- Your instructions -
Repeat the whole listing exactly as written.
= = = = = = =
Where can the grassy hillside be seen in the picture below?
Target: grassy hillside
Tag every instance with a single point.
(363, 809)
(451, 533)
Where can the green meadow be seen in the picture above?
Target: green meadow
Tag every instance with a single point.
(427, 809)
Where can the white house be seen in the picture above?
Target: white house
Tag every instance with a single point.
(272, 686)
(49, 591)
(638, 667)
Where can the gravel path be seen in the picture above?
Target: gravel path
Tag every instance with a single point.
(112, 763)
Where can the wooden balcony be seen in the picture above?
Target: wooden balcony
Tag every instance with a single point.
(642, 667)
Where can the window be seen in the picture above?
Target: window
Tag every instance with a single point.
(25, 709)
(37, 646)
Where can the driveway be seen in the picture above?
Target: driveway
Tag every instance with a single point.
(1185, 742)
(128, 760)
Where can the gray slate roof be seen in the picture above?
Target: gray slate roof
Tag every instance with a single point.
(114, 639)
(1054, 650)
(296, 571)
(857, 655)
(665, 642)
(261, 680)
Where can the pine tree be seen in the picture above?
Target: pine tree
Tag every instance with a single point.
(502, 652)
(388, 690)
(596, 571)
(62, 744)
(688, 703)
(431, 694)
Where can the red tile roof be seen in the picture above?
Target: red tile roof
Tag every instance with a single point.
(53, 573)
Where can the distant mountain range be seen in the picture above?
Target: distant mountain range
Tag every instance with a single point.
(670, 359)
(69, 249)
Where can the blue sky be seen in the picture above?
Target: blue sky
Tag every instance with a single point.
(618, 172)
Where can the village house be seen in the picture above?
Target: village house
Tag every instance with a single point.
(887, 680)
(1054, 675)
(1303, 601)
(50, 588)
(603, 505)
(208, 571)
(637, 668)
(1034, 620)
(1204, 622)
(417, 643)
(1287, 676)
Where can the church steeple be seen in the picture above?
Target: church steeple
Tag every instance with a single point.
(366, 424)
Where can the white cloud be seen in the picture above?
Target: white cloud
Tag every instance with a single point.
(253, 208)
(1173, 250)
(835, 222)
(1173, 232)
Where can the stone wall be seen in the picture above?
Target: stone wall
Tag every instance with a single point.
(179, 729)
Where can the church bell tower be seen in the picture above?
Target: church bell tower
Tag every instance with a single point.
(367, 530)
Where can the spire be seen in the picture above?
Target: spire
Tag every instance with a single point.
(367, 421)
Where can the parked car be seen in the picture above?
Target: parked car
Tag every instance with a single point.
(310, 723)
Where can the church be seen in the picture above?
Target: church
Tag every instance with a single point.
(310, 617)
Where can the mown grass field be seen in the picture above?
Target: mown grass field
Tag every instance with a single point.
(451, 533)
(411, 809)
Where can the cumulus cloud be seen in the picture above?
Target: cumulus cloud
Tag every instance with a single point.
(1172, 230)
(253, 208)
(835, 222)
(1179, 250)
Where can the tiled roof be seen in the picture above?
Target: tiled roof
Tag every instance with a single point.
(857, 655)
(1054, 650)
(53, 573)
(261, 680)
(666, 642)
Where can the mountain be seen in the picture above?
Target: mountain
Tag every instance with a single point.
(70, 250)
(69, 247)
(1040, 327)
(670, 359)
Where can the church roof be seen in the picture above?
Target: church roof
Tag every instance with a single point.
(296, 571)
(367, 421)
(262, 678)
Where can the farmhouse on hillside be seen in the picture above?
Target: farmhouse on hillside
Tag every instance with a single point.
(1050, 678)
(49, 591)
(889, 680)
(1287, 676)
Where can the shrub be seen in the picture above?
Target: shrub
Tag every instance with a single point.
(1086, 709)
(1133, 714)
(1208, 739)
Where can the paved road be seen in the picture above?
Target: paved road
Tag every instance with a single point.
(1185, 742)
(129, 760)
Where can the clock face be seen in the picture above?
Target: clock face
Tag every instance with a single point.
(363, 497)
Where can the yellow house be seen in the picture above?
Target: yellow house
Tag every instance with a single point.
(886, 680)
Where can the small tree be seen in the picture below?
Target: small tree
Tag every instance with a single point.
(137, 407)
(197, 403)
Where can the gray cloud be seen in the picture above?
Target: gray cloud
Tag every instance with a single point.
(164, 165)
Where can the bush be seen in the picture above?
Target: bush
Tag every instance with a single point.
= = = = = = =
- Expected output -
Where can the grassy hillside be seen in the picture below?
Target: grassy hillside
Tag every instance with a single point.
(363, 809)
(451, 533)
Where can the green meadow be seen in the picture above?
Target: green meadow
Tag every instance with a single point.
(427, 809)
Where can the white house be seen in the picture above?
Target: white house
Tag every instance with a single point.
(272, 686)
(49, 591)
(638, 667)
Where can the gravel path be seen in the picture above?
Target: gravel path
Tag every instance with a single point.
(112, 763)
Where can the wooden balcony be seen in the picture above?
Target: wooden balcony
Tag every instance with a single point.
(642, 667)
Where can the window be seen in the picture above?
Target: window
Tag every instance with a single point.
(25, 709)
(37, 646)
Where can the driveway be seen in the picture above?
Target: driveway
Tag every instance with a single point.
(1185, 742)
(128, 760)
Where can the gray slate roof be seen in the picture above?
Target: gray slate roof
Tag every instance with a single point.
(114, 639)
(1054, 650)
(296, 571)
(857, 655)
(665, 642)
(261, 680)
Where can the pine tree be seen in the picture above?
Target: pine tree
Tag every instance with a single point.
(502, 652)
(388, 690)
(596, 571)
(62, 744)
(688, 703)
(431, 694)
Where can the red tile roof be seen in the picture above?
Target: red tile roof
Tag every instance with a single point.
(53, 573)
Where can the distant mountain range be seen in the picture above?
Target: distant mountain range
Tag every instance with a single point.
(670, 359)
(69, 249)
Where can the blue sky be seen in the picture above?
Target: blue sky
Tag every instance with a single point.
(618, 172)
Where can the village house be seen in the picture above?
Target: village house
Tag every instance with a single point.
(887, 680)
(1054, 675)
(1303, 601)
(50, 588)
(603, 505)
(208, 571)
(637, 668)
(1034, 620)
(1204, 622)
(417, 643)
(1287, 676)
Where can the church steeple be seen in the picture above?
Target: church steeple
Tag every instance with a single point.
(366, 424)
Where can the white cloud be seen in the picture above?
Target: white cloud
Tag every instance with a single point.
(253, 208)
(1173, 250)
(835, 222)
(1173, 232)
Where can the stone wall be seen in the picture above?
Target: stone wall
Tag every instance with a single point.
(179, 729)
Where can the church bell tower be seen in the picture above?
Target: church bell tower
Tag every instance with a single point.
(367, 530)
Where can the spire be seen in the picture above?
Target: spire
Tag every instance with a single point.
(367, 421)
Where can the parked car be seen in the picture above?
Target: parked car
Tag every instance with a single point.
(310, 723)
Where can the church be seen in the picture above?
Target: church
Tag every instance with a single point.
(310, 617)
Where can the mown grass field be seen in the picture above?
Target: mown grass field
Tag every instance with a single point.
(451, 533)
(411, 809)
Where can the cumulus cloud be seen in the picture above?
Target: cumulus cloud
Tag every instance with a single point.
(1172, 230)
(253, 208)
(835, 222)
(1179, 250)
Where can the tiled roof be seen in the picture above?
Target: tiled roof
Tag every instance with a single point.
(857, 655)
(1054, 650)
(53, 573)
(261, 680)
(666, 642)
Where can the mountain be seen in the picture above?
Target: mountain
Tag every instance with a single point.
(70, 250)
(69, 247)
(1040, 327)
(670, 359)
Where can the church roof be seen in the picture above?
Target: church roof
Tag every instance with a single point.
(296, 571)
(367, 421)
(262, 678)
Where can the farmhouse on hillside be seen in the picture above?
Target: farmhouse on hillside
Tag every instance with a single point.
(1050, 678)
(49, 591)
(889, 680)
(1287, 676)
Where can the shrub be seen in the picture above?
Target: shrub
Tag every instance with a single point.
(1086, 709)
(1133, 714)
(1208, 739)
Where can the paved road be seen in the picture above?
Target: paved road
Tag every instance with a single point.
(1185, 742)
(129, 760)
Where can the clock face be seen in the picture above?
Target: clock face
Tag every instance with a single point.
(363, 497)
Where can the yellow house be seen in the picture above?
Target: yellow house
Tag every instance with a single point.
(886, 680)
Where can the small tree be seen in the picture below?
Target: small tree
Tag every instance with a single point.
(137, 407)
(197, 403)
Where can the gray cloud be seen in the picture above?
Target: gray cloud
Tag every instance with a single point.
(164, 165)
Where can the bush be seen in the picture above?
Target: bush
Tag every instance with a single point.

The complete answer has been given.